§ **WRITTEN INSTRUCTION A**
Reproduce in full the passage below on addressing opposing positions in an argument.

§ **PASSAGE TO READ**
_ _ _ _

When building your argument, it is necessary to determine whether your position will be stronger by only focusing on the reasons and evidence that support that position or by also integrating and responding to (whether by wholly refuting or recognizing the merits of) other positions that differ from your own. This decision is one that should be made carefully and only after you have familiarized yourself thoroughly with the topic and the differing opinions on it. If you prematurely decide not to integrate others’ opinions before you sufficiently understand what they are, then you may miss an opportunity to strengthen your own claim by showing the weaknesses of those opinions and to further build your ethos in the process. On the other hand, if you opt to integrate those opinions before you fully understand them, then you may weaken your own position and cause the audience to question your credibility as you muddle through explaining the opposition.
If, once you are knowledgeable about the differing opinions on the topic, you decide to integrate any of them into your own argument, you will need to make sure that you not only acknowledge those opinions but also effectively respond to them. Simply acknowledging them will not help to advance your own argument and can instead stall it; the audience will likely question why the opposition appears in your argument if you do not use it to your advantage, or, worse, may start to question whether the opposition actually presents a better claim than your own.

_ _ _ _

§ **WRITTEN INSTRUCTION B**
How many lines of the records contain the string "white", with case taken into account? Reply with the number alone.

§ **WORKING DATA**
_ _ _ _

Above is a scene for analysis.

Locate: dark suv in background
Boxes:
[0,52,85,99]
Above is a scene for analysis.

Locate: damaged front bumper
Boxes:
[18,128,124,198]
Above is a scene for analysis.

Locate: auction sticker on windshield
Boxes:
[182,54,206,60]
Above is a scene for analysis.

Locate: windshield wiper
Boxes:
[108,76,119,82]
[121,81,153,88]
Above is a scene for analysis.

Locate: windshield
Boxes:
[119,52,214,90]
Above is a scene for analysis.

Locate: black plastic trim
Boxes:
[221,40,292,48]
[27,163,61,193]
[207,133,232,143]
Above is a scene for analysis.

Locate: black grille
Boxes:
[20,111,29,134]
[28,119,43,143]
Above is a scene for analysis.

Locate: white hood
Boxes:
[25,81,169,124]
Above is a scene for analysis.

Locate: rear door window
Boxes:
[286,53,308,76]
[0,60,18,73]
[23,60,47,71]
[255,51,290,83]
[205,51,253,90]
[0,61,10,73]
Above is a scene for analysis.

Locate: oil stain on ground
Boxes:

_ _ _ _

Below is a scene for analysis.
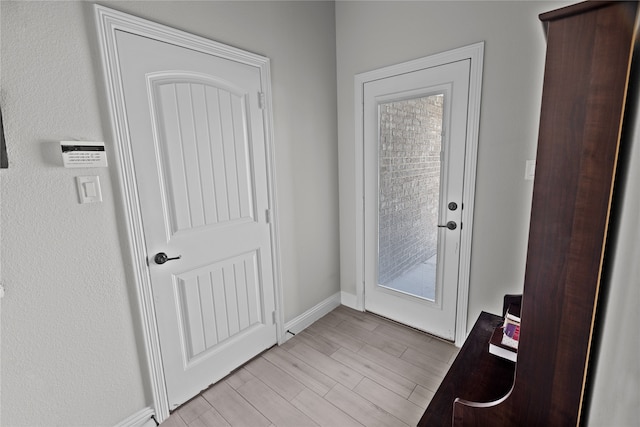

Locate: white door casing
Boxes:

_ _ _ _

§ **RESULT A**
When building your argument, it is necessary to determine whether your position will be stronger by only focusing on the reasons and evidence that support that position or by also integrating and responding to (whether by wholly refuting or recognizing the merits of) other positions that differ from your own. This decision is one that should be made carefully and only after you have familiarized yourself thoroughly with the topic and the differing opinions on it. If you prematurely decide not to integrate others’ opinions before you sufficiently understand what they are, then you may miss an opportunity to strengthen your own claim by showing the weaknesses of those opinions and to further build your ethos in the process. On the other hand, if you opt to integrate those opinions before you fully understand them, then you may weaken your own position and cause the audience to question your credibility as you muddle through explaining the opposition.
If, once you are knowledgeable about the differing opinions on the topic, you decide to integrate any of them into your own argument, you will need to make sure that you not only acknowledge those opinions but also effectively respond to them. Simply acknowledging them will not help to advance your own argument and can instead stall it; the audience will likely question why the opposition appears in your argument if you do not use it to your advantage, or, worse, may start to question whether the opposition actually presents a better claim than your own.

§ **RESULT B**
2